### Detection examples
────────────────────
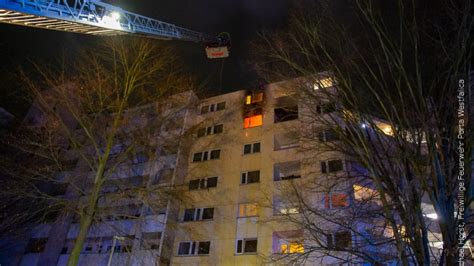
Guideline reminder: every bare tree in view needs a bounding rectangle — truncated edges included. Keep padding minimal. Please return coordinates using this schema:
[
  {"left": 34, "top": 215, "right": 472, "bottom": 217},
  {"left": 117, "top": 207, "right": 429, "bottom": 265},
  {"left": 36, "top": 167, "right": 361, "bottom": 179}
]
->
[
  {"left": 257, "top": 0, "right": 473, "bottom": 265},
  {"left": 2, "top": 38, "right": 198, "bottom": 265}
]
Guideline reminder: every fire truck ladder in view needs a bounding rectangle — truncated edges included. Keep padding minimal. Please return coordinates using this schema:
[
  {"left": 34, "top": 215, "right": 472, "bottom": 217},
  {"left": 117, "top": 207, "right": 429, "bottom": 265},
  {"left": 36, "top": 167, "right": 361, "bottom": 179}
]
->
[{"left": 0, "top": 0, "right": 229, "bottom": 56}]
────────────────────
### THE REQUEST
Reproduce the lines from the one containing "Guideline reminder: every fire" to the end of the entries, keeping both ends and adding nothing.

### ANSWER TO THIS EXERCISE
Guideline reminder: every fire truck ladder in view needs a bounding rectangle — truncated edges included. Keep padding minimal. Please return coordinates using this schema:
[
  {"left": 34, "top": 215, "right": 472, "bottom": 217},
  {"left": 117, "top": 207, "right": 429, "bottom": 265},
  {"left": 36, "top": 167, "right": 361, "bottom": 179}
]
->
[{"left": 0, "top": 0, "right": 229, "bottom": 56}]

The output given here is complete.